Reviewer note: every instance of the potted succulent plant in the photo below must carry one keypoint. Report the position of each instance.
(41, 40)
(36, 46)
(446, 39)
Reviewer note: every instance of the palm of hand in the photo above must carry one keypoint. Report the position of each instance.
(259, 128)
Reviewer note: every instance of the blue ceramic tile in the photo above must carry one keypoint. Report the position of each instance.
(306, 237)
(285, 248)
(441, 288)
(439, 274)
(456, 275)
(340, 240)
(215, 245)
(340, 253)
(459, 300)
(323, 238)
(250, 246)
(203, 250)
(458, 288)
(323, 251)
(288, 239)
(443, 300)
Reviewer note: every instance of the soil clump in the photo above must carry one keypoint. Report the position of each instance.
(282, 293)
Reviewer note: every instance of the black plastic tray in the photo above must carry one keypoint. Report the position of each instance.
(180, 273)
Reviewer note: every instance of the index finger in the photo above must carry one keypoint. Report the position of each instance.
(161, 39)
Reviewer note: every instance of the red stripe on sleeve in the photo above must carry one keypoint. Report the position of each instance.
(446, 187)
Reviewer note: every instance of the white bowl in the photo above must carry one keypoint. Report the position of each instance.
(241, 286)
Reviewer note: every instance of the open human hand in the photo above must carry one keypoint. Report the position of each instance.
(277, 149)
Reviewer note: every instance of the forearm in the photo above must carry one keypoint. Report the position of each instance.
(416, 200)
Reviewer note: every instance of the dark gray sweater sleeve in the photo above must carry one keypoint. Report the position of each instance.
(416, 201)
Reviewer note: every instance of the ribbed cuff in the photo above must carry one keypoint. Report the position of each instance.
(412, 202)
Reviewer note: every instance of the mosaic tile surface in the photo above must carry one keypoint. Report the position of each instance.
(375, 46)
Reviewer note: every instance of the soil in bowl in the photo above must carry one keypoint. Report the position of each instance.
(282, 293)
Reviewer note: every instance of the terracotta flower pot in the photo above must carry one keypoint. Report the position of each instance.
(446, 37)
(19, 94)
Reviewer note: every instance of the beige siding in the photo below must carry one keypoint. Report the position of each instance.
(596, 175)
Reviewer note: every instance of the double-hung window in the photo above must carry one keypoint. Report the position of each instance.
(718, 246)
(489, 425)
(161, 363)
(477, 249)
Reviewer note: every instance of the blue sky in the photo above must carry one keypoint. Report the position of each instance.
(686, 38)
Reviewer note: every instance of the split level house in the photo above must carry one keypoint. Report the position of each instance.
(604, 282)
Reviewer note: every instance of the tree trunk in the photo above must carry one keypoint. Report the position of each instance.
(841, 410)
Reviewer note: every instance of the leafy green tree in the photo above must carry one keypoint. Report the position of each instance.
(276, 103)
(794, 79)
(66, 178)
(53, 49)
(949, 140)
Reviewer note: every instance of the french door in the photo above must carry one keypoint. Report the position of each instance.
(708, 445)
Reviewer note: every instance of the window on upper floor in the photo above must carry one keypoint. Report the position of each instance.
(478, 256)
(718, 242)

= = = =

How to complete this task:
Exact duplication of all the data above is expected.

Solution to the problem:
Reviewer note: every instance of the potted succulent plant in the photo below must carry one keypoint. Report the position of each instance.
(41, 40)
(36, 46)
(446, 39)
Reviewer note: every instance of the palm of hand in the photo above must carry one keypoint. Report the position of each instance.
(259, 128)
Reviewer note: every instance of the blue ceramic tile in the photo above must carry one keypoint. Report the position of each instance.
(306, 237)
(285, 248)
(441, 288)
(439, 274)
(456, 275)
(340, 240)
(215, 245)
(340, 253)
(459, 300)
(323, 238)
(250, 246)
(203, 250)
(458, 288)
(323, 251)
(288, 239)
(443, 300)
Reviewer note: every instance of the soil clump in the photo above must carry one keypoint. Report the position of each instance.
(282, 293)
Reviewer note: every instance of the black plastic tray in the photo above must carry one keypoint. Report the position of each instance.
(180, 273)
Reviewer note: every instance of the index finger in the photo above must carry one keypoint. Report the position of each instance.
(161, 39)
Reviewer note: every instance of the red stripe on sleeve in the photo above must carry one keypoint. Report the position of each instance.
(446, 187)
Reviewer note: every instance of the white bowl in the photo above must carry one keypoint. Report the position of each instance.
(241, 286)
Reviewer note: every instance of the open human hand in the photo above must carry one keypoint. Report the position of each instance.
(277, 149)
Reviewer note: every instance of the forearm in the photo above must carry one keypoint. Report the position of each instance.
(416, 200)
Reviewer note: every instance of the dark gray sweater sleeve in the photo above must carry one keypoint. Report the position of each instance.
(416, 201)
Reviewer note: every instance of the ribbed cuff in the photo above must carry one keypoint. Report the position of each instance.
(412, 202)
Reviewer note: every instance of the mosaic tile surface in the photo above must carry one keypoint. Report the position of each instance.
(375, 46)
Reviewer note: every instance of the soil in bowl in the photo above must carry one keypoint. Report the position of each instance.
(282, 293)
Reviewer note: every instance of the terracotta flower pot in the photo above must carry one keypoint. Report the position of each instance.
(446, 37)
(19, 94)
Reviewer note: every instance of the beige siding in the photo below must carry one keypoint. Report the position of each instance.
(596, 175)
Reviewer note: every instance of the double-hung window in the photo above must carry one keypoint. Report the position of each instance.
(718, 246)
(489, 425)
(161, 363)
(477, 249)
Reviewer note: every instance of the blue sky in the photo above must carry one keypoint. Report the position of each instance.
(686, 38)
Reviewer note: every instance of the split level house in the photo above must carry one keypoint. Report the position of each instance.
(604, 282)
Reviewer note: every instance of the tree trunk in the photo above must carry one keypoint. Report the position of each instance.
(841, 410)
Reviewer note: every instance of the leafy green tree in the photo above must carry one keypoint. Report the position of each instance.
(276, 103)
(794, 79)
(66, 178)
(53, 49)
(949, 140)
Reviewer note: every instance of the french door in the photo above must carry one keypoint. Report the position of each instance.
(708, 445)
Reviewer note: every instance of the window on upper floor in the photo above must carry one keypoint. Report the position of each instance.
(478, 256)
(718, 242)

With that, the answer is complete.